>>>

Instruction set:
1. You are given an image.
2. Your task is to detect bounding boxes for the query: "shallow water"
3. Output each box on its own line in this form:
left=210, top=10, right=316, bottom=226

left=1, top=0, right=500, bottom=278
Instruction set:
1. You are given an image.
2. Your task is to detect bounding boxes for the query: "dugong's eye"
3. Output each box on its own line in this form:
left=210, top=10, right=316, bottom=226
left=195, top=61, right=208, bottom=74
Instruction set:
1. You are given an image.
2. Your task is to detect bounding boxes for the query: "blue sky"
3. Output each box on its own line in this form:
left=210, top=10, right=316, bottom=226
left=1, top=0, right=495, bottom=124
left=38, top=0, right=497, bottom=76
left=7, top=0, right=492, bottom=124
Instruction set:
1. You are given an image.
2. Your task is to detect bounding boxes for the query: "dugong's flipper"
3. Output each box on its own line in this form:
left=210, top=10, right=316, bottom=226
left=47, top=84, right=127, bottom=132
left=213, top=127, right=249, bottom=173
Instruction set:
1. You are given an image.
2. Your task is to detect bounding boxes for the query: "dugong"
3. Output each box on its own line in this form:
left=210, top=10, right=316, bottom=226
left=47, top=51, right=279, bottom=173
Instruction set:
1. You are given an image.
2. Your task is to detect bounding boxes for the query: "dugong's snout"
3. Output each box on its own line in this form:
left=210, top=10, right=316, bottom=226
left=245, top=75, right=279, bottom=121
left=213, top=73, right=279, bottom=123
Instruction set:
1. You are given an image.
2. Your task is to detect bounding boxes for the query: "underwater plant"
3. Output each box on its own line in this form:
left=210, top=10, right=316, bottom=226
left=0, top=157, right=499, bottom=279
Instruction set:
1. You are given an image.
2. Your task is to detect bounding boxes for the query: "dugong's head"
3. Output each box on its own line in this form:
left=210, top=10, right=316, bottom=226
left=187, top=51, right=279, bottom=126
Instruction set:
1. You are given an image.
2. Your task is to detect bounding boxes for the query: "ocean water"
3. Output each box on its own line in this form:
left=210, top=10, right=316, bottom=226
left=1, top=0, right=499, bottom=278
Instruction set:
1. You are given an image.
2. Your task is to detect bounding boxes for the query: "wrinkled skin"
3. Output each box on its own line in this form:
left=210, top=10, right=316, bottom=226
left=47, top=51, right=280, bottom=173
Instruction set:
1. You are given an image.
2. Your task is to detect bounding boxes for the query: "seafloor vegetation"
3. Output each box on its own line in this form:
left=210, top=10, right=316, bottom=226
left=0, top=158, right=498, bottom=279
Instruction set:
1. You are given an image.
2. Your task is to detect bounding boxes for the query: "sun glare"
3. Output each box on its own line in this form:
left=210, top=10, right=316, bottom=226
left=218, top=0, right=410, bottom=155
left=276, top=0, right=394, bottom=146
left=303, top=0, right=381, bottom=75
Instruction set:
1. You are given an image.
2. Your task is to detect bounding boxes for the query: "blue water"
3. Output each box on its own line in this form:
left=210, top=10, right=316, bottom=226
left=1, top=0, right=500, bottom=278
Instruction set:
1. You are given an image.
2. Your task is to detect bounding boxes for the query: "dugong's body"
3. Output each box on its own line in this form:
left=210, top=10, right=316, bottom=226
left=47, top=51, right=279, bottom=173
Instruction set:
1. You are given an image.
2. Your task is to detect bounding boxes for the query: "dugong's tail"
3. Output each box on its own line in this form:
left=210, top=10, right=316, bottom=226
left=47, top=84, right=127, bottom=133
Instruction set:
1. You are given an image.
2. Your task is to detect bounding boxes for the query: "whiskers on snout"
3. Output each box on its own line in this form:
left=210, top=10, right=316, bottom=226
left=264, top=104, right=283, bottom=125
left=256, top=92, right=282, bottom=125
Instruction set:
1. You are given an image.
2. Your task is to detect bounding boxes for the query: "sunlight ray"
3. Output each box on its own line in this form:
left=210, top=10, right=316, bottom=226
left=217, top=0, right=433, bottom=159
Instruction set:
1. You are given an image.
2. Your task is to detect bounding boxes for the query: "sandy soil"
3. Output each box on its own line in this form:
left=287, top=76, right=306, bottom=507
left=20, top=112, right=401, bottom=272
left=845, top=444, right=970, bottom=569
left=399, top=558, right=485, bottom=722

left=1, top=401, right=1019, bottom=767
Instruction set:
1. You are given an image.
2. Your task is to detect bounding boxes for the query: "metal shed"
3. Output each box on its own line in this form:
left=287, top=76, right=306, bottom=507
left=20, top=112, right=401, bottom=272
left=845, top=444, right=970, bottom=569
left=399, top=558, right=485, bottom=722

<<<

Retype every record above exactly as written.

TASK ANSWER:
Instruction set:
1. You are given an image.
2. Your task is to detect bounding boxes for the query: "shallow water"
3. Output each box on its own line in this form:
left=210, top=10, right=316, bottom=226

left=1, top=0, right=500, bottom=278
Instruction set:
1. You are given an image.
2. Your task is to detect bounding boxes for the query: "dugong's eye"
3. Output each box on its own line in this form:
left=210, top=10, right=316, bottom=226
left=195, top=61, right=208, bottom=74
Instruction set:
1. You are given an image.
2. Your task is to detect bounding boxes for the query: "blue sky"
3. Output each box on its own line in this form:
left=210, top=10, right=316, bottom=226
left=1, top=0, right=495, bottom=124
left=38, top=0, right=497, bottom=76
left=7, top=0, right=492, bottom=124
Instruction set:
1. You are given an image.
2. Your task is to detect bounding boxes for the query: "dugong's flipper"
3. Output each box on its own line in this form:
left=210, top=10, right=316, bottom=226
left=47, top=84, right=127, bottom=132
left=213, top=127, right=249, bottom=173
Instruction set:
1. You are given an image.
2. Your task is to detect bounding boxes for the query: "dugong"
3. Output each box on its own line in this form:
left=210, top=10, right=316, bottom=226
left=47, top=51, right=279, bottom=173
Instruction set:
1. You are given an image.
2. Your task is to detect bounding boxes for the query: "dugong's snout"
3. Output each box on its own line in this form:
left=210, top=10, right=316, bottom=226
left=245, top=75, right=279, bottom=121
left=213, top=73, right=279, bottom=123
Instruction set:
1. You are given an image.
2. Your task is to detect bounding boxes for the query: "underwater plant"
3. Output each box on its own line in this form:
left=210, top=10, right=316, bottom=226
left=0, top=157, right=499, bottom=279
Instruction set:
1. You are given an image.
2. Your task is to detect bounding boxes for the query: "dugong's head"
3. Output each box on its own line in this form:
left=210, top=10, right=316, bottom=226
left=187, top=51, right=279, bottom=126
Instruction set:
1. You are given an image.
2. Your task is to detect bounding boxes for the query: "ocean water"
3. Output each box on its own line in this form:
left=210, top=10, right=316, bottom=226
left=1, top=0, right=499, bottom=278
Instruction set:
1. You are given an image.
2. Your task is to detect bounding boxes for the query: "wrinkled skin"
3. Output each box on its own line in this form:
left=210, top=10, right=316, bottom=226
left=47, top=51, right=280, bottom=173
Instruction set:
1. You are given an image.
2. Your task is to detect bounding boxes for the query: "seafloor vegetation"
3. Output each box on its own line in this form:
left=210, top=10, right=316, bottom=226
left=0, top=158, right=498, bottom=279
Instruction set:
1. You are given an image.
2. Your task is to detect bounding boxes for the query: "sun glare"
3. Output each box on its own line in this form:
left=210, top=10, right=316, bottom=226
left=218, top=0, right=410, bottom=155
left=276, top=0, right=394, bottom=146
left=303, top=0, right=381, bottom=75
Instruction set:
1. You are given an image.
2. Your task is to detect bounding boxes for the query: "blue water"
3. Output each box on its own line in this form:
left=210, top=10, right=316, bottom=226
left=1, top=0, right=500, bottom=278
Instruction set:
1. You are given an image.
2. Your task is to detect bounding boxes for the query: "dugong's body"
3. Output each box on its own line in this form:
left=210, top=10, right=316, bottom=226
left=47, top=51, right=279, bottom=173
Instruction set:
1. You are given an image.
2. Your task is to detect bounding boxes for the query: "dugong's tail"
3. Output each box on its own line in this form:
left=210, top=10, right=316, bottom=226
left=47, top=84, right=127, bottom=133
Instruction set:
1. You are given an image.
2. Your task is to detect bounding boxes for the query: "whiskers on snout"
3. Output each box on its own line in this form:
left=210, top=10, right=316, bottom=226
left=264, top=104, right=283, bottom=125
left=256, top=92, right=282, bottom=125
Instruction set:
1. You are given an image.
2. Your task is to detect bounding boxes for the query: "sunlight ray"
3. Output each box on its own line in this form:
left=210, top=10, right=316, bottom=226
left=217, top=0, right=433, bottom=159
Instruction set:
1. You are given an image.
2. Your task is to detect bounding boxes for the query: "sandy soil"
3. Output each box on its own line in this form:
left=287, top=76, right=306, bottom=507
left=20, top=112, right=401, bottom=272
left=845, top=444, right=970, bottom=569
left=399, top=558, right=485, bottom=722

left=1, top=401, right=1019, bottom=767
Instruction set:
1. You are given an image.
2. Your task is to detect bounding boxes for the query: "metal shed"
3. Output each box on its own line in this form:
left=287, top=76, right=306, bottom=507
left=20, top=112, right=401, bottom=272
left=845, top=444, right=970, bottom=569
left=399, top=558, right=485, bottom=722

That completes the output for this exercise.